--- Data provided ---
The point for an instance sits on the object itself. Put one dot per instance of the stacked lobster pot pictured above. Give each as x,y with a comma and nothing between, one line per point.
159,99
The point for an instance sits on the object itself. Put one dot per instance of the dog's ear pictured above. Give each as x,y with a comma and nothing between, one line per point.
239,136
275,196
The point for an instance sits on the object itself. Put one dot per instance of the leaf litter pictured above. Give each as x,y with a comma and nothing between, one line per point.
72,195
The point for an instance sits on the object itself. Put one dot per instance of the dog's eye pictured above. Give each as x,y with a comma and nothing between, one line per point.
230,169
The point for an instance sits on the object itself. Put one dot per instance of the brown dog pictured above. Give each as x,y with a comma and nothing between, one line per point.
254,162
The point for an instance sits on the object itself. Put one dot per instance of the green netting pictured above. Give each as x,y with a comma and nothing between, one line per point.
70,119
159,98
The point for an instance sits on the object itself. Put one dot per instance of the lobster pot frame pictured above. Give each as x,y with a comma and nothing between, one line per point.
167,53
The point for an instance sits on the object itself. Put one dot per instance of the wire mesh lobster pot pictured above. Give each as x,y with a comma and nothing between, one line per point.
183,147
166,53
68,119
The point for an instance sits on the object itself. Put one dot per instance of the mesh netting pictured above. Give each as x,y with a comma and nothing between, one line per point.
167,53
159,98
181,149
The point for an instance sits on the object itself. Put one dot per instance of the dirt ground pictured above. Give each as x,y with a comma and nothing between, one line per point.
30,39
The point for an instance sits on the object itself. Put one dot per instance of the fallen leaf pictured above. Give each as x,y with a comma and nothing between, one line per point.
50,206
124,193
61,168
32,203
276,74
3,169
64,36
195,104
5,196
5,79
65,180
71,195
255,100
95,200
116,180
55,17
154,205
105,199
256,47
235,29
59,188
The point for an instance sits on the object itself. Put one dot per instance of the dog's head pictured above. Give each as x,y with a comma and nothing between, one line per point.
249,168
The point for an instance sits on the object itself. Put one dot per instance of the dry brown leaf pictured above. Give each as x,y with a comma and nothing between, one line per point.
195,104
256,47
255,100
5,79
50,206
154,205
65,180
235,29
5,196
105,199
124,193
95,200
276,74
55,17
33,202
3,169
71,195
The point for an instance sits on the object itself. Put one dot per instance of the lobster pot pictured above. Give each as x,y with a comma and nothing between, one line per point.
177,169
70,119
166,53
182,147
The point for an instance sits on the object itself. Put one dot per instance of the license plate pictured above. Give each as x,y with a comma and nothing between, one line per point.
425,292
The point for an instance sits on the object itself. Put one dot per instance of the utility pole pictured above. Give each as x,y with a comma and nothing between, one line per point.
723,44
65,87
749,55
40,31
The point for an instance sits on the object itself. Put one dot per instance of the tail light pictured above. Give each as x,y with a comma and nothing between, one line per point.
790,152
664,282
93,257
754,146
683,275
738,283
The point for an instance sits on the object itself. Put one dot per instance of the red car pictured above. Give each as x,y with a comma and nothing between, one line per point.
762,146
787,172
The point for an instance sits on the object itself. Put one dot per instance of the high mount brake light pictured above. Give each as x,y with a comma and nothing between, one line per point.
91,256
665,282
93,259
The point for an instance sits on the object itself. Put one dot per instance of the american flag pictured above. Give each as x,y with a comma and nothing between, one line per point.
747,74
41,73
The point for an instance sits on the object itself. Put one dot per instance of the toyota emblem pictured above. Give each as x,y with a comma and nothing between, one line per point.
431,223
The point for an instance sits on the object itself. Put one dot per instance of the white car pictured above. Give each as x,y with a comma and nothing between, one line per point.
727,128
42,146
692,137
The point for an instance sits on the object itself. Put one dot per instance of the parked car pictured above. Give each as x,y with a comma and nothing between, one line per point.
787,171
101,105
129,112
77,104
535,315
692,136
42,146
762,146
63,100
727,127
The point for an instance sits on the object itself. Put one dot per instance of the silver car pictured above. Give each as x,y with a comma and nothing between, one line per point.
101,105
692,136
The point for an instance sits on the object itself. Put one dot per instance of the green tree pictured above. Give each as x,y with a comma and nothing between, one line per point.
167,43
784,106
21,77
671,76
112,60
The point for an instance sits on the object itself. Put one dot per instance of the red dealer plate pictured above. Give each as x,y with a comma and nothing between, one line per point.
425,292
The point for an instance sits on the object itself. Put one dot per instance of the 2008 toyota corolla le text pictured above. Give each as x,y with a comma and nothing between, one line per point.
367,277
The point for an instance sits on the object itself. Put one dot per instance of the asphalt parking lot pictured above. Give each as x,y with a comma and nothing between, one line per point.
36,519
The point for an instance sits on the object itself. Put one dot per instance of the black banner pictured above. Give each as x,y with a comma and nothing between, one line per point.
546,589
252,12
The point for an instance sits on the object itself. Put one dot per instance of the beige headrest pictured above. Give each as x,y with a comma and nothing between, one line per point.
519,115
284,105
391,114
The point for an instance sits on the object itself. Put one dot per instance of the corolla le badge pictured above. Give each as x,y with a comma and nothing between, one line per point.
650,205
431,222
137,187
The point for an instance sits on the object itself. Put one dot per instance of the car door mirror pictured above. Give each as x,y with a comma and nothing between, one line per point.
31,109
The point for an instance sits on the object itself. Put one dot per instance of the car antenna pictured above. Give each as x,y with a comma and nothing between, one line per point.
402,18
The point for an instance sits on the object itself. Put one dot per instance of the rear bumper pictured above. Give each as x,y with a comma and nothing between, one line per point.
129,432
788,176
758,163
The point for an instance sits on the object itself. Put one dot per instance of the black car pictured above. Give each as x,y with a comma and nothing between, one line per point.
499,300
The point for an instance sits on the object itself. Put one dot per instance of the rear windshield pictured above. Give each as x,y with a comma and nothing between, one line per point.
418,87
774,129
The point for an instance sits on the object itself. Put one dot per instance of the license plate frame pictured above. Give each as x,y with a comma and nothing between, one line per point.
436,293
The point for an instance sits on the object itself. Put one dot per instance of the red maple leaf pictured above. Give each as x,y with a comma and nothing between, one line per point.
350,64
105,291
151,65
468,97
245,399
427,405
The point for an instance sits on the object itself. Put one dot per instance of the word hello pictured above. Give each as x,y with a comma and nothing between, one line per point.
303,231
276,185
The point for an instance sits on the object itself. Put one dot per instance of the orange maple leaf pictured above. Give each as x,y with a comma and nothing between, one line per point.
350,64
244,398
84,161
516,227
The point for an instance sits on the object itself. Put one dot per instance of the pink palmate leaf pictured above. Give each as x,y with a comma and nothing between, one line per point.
---
#### Task requirements:
Output the whole listing above again, word for word.

#### Reply to the exercise:
The point for an instance sits on the object itself. Put one dot per instance of the stacked lobster pot pictured above. Give each as x,y with a comma and nothing between, one line per point.
159,99
The point for an instance sits on the object itself. Put one dot per instance of the dog's ear pictured above. Give each as x,y with a comma and nothing between, one line per point.
239,136
275,196
The point for an instance sits on the object itself. Put one dot per instance of the leaf litter pictured above. Give each as x,y with a comma and nothing between, one line per point.
72,195
The point for an instance sits on the object itself. Put one dot per instance of the dog's eye pictured above. Give each as x,y with a comma and nothing between, one line per point.
230,169
The point for an instance sits on the object itself. Put one dot per instance of the brown dog pictured above. Give each as x,y with a comma and nothing between, one line per point.
254,162
The point for an instance sits on the object itself. Put one dot per instance of the green netting pictured above. Give each as x,y with a comma and nothing between, one line per point.
70,119
159,98
The point for an instance sits on the object itself. Put one dot per instance of the lobster pot frame pictured above. Give each as x,y with a comma and nothing between, one line per point.
167,53
The point for an instance sits on the object itself. Put one dot per instance of the wire mesh lobster pot pictured above. Give each as x,y with a comma and nothing between, one line per point.
183,147
166,53
68,119
The point for an instance sits on the object itself. Put one dot per instance of the mesh netting pictured above. Give each as x,y with a comma and nothing between, one line per point.
167,53
159,98
181,149
The point for an instance sits on the object itself. Put one dot per instance of the dirt ground pictured above. Give each as x,y with a comma and nothing between, one line per point.
30,39
The point for an instance sits on the object itself. Put one dot per instance of the fallen leaf pictured above. Give each as x,y with a comma and nothing between, one line per point.
50,206
124,193
61,168
32,203
276,74
3,169
64,36
195,104
5,196
5,79
65,180
71,195
255,100
95,200
116,180
55,17
154,205
105,199
256,47
235,29
59,188
The point for an instance sits on the object itself. Put one dot per instance of the dog's head pictured above. Give each as x,y with a comma and nothing between, one line per point.
249,168
The point for an instance sits on the object itself. Put one dot per instance of the dry brown leaf pictured above. Give each as x,y with a comma and nothing between, one line per point.
195,104
256,47
255,100
5,79
50,206
154,205
65,180
235,29
5,196
105,199
124,193
95,200
276,74
55,17
33,202
3,169
71,195
The point for an instance sits on the object itself. Put one dot per instance of the lobster pot pictured above. Give each as x,y with a comma and nothing between, one line per point.
177,169
70,119
166,53
182,147
The point for an instance sits on the object itself. Put one dot per instance of the license plate pictured above. Give each as x,y with a comma and nothing between, one line per point.
425,292
The point for an instance sits on the object itself. Put one dot per instance of the utility pole pictured above. Give each as x,y with a comma and nothing between, one line per point.
723,44
65,87
749,55
40,31
The point for an instance sits on the object itself. Put one dot per instance of the tail light pictured above. Give each as x,y with a comma and nothing between, one line per point.
790,152
664,282
93,257
754,146
683,275
738,283
The point for an instance sits on the object itself. Put one dot per instance of the red car pictured above. Give each as x,y with a comma and nothing between, one line per point.
762,146
787,172
The point for an instance sits on the object itself. Put one dot per instance of the high mount brake light pictured above. Give each as x,y with a comma and nothing between, one line per point.
91,256
665,282
93,259
The point for an instance sits on the object itself. Put one dot per instance of the american flag pictured above. Give each as x,y with a comma and nothing between, one line per point.
747,74
41,73
The point for an instance sits on the object itself. Put one dot per instance of the toyota emblem pictured above. Give each as x,y with a comma and nothing between, one line per point.
431,223
The point for an instance sits on the object itself. Put one dot per instance of the white car pictured above. Give each as x,y with a comma and nothing between, one line per point.
727,128
42,146
692,137
The point for an instance sits on the object itself. Put one dot per instance of the parked car pictured above. Give each as x,y with a comma and nothing between, one line per point.
787,171
101,105
129,112
77,104
535,315
692,136
42,146
762,146
63,100
727,127
The point for an instance sits on the object itself. Put one dot per instance of the silver car pictured above. Give each as x,y with a comma and nothing between, one line per point.
101,105
692,136
The point for an instance sits on the object itself. Put one dot per instance of the green tree pictured above. Give each as x,y with a comma and nothing between, one line per point.
167,43
784,106
21,77
671,76
112,60
The point for an instance sits on the object itself. Put one dot per instance of the red dealer plate pictured above. Give each as x,y with a comma and nothing between, one line per point.
425,292
The point for an instance sits on the object itself. Put one dot per instance of the 2008 toyota corolla le text pictured above. Give each as x,y with a comma and nothing between, one line per point.
367,277
The point for an instance sits on the object itself. Put one dot per instance of the asphalt parking lot pictured above. Give each as x,y with a comma and nothing between, one line per point.
36,519
The point for an instance sits on the object itself. Put one dot per instance of the black banner pictured above. Give each as x,y with a comma and nothing between, one line per point.
546,589
252,12
The point for an instance sits on the object itself. Put one dot per instance of the beige headrest pictured above. Give each as x,y with a comma and nothing between, one line per point.
519,115
284,105
391,114
The point for an instance sits on the object itself. Put one dot per instance of the corolla le badge pictured above. Give each as x,y with a comma and nothing between, one line per point.
650,205
431,222
137,187
The point for an instance sits on the object itself. Put one dot per instance of the car door mirror pictured above. Give each as x,y with a comma and nothing between, one line per point.
31,109
The point for an instance sits on the object itself. Put one dot per instance of the car antenna pictured above. Give each as x,y with a comma and nothing between, one line per point.
402,18
The point for an instance sits on the object itself. Put one dot per instance of the rear bumper pictured above. Give each as x,y with a comma and nothing between, one line per point.
129,432
788,176
758,163
The point for an instance sits on the object itself. Put one dot per instance of the black car pictured above. Give each as x,y with a comma and nothing between, one line per point.
499,300
The point for an instance sits on the object itself. Put one dot per instance of the rear windshield pictured above. Give each as x,y with a comma and nothing between, one line per point.
418,87
774,129
The point for an instance sits on the object itself. Put one dot per instance of the license plate frame pictured above. Give each as x,y with a comma and nothing between, one line per point.
436,293
The point for an instance sits on the object itself. Put one dot per instance of the red maple leaf pictured above. Give each as x,y with a comma and nothing between, one line per point.
350,64
105,291
151,65
468,97
245,399
427,405
The point for an instance sits on the object itself. Put one dot per instance of the word hello pictured above. Give each as x,y with a comma and nothing between, one line per point.
303,231
276,185
The point for an instance sits on the object itself. Put one dot per instance of the orange maple leaf pictured above. Give each as x,y with a comma and nothing between, one line per point.
350,64
244,398
84,161
516,227
The point for an instance sits on the object itself. Put one dot per instance of the pink palmate leaf pictured above. Give each as x,y with a comma and nothing between, one line per point.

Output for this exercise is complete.